#### CONSIGNE
Répondez aux questions suivantes d'après le texte sur les paléoclimats.
1. Qui l'INSU a-t-il chargé de coordonner le livre blanc ?
2. Quelles données issues de l'environnement permettent de reconstruire la végétation ?
3. Où les basses températures du petit âge glaciaire sont-elles encore perceptibles ?

#### TEXTE EXTRAIT
>>>

C’est pour faire le point sur l'état de cette science et identifier ses tendances et enjeux que l’INSU a souhaité la réalisation d’un livre blanc sur les paléoclimats et paléoenvironne­ments. A ce titre, il a missionné Pascale Braconnot, alors chargée de mission Climat pour l’institut, pour coordonner ce travail. Cette dernière s’est appuyée sur un comité rassemblant des spécialistes couvrant les différentes facettes des thématiques « paléoclimats et paléoenvironnement » et plus largement sur une communauté de plus de 700 scientifiques.

A l’occasion de la sortie de ce livre, Guillaume Leduc, chercheur CNRS au CEREGE1 et secrétaire du comité, et Pascale Braconnot ont répondu à quelques questions sur cette discipline très dynamique et pleine de potentiel.

  • 1CNRS / Aix Marseille Université / Inrae / IRD

Paléoclimat et paléoenvironnement : qu’est-ce que c’est ?

Les termes paléoclimat et paléoenvironnement font référence à l'étude du climat et de l'environnement passés. Le comité a passé des heures à essayer de s’accorder pour dire si ce sont vraiment deux choses différentes. Ces deux sciences sont extrêmement liées, avec de constants allers-retours entre les deux domaines et leurs méthodes. En effet, les recherches en paléoclimat s’appuient sur des données issues de l’environnement, comme par exemple les pollens qui permettent de reconstruire la végétation et d’étudier le climat passé qui y est associé.

Il n'y a pas de limite stricte pour définir quand commence la période paléo :  Dès qu’on peut parler de climat et d’environnement dans l’histoire de la Terre, et dans la mesure où l’objectif des études menées est bien d’améliorer notre connaissance sur ces sujets, alors les recherches sont éligibles à l’appellation « paléo ». Cela, même si les méthodes ne sont pas exactement les mêmes selon les périodes et les échelles de temps étudiées. En somme, la paléo c’est l’étude de ce qu’il reste du passé, son héritage qui est encore visible dans les paysages, comme un affleurement de sédiments par exemple. Passé et présent sont en effet liés : on sait, par exemple, que les basses températures du petit âge glaciaire sont encore perceptibles dans les eaux profondes du Pacifique. Il faudra encore quelques siècles avant que l'on ne ressente pleinement le réchauffement actuel à cet endroit alors qu’il est nettement ressenti ailleurs. Les échelles de temps à considérer quand on regarde le passé de notre planète varient selon qu’on étudie l'océan ou l'atmosphère. C’est pour cela qu’il ne peut y avoir de définition stricte de la période à étudier en paléo.

Dead horse point, Permien-Trias de l'Utah, USA, S. Bourquin
Dead horse point, Permien-Trias de l'Utah, USAS. Bourquin

Ces réflexions nous ont amenés à une autre question : faut-il inclure les études autour de l’humain dans la paléo ? L’humain agit sur les forçages climatiques et modifie l’environnement : on pense bien-sûr à l’augmentation des gaz à effet de serre, mais bien avant l’ère industrielle, les métaux lourds ont commencé à perturber l’environnement avec la production d’outils, la déforestation a modifié l’albédo. On a finalement des traces paléo de l’activité humaine depuis la sédentarisation de l’Homme.

<<<

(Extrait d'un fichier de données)

>>>

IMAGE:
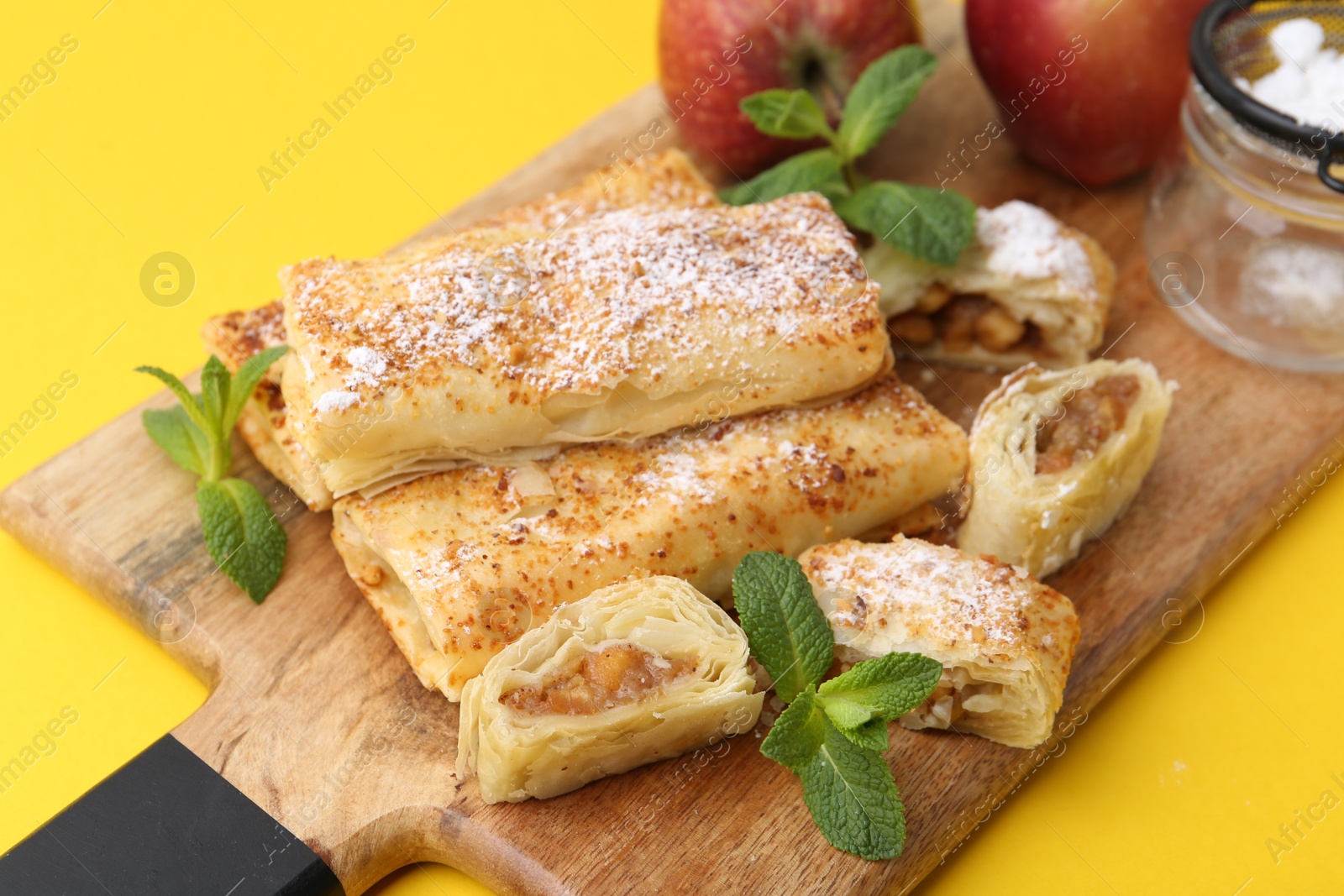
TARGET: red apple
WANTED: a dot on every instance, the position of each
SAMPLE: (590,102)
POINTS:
(714,53)
(1088,87)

<<<

#### RÉPONSE RÉDIGÉE
1. Pascale Braconnot, alors chargée de mission Climat pour l'institut.
2. Les pollens.
3. Dans les eaux profondes du Pacifique.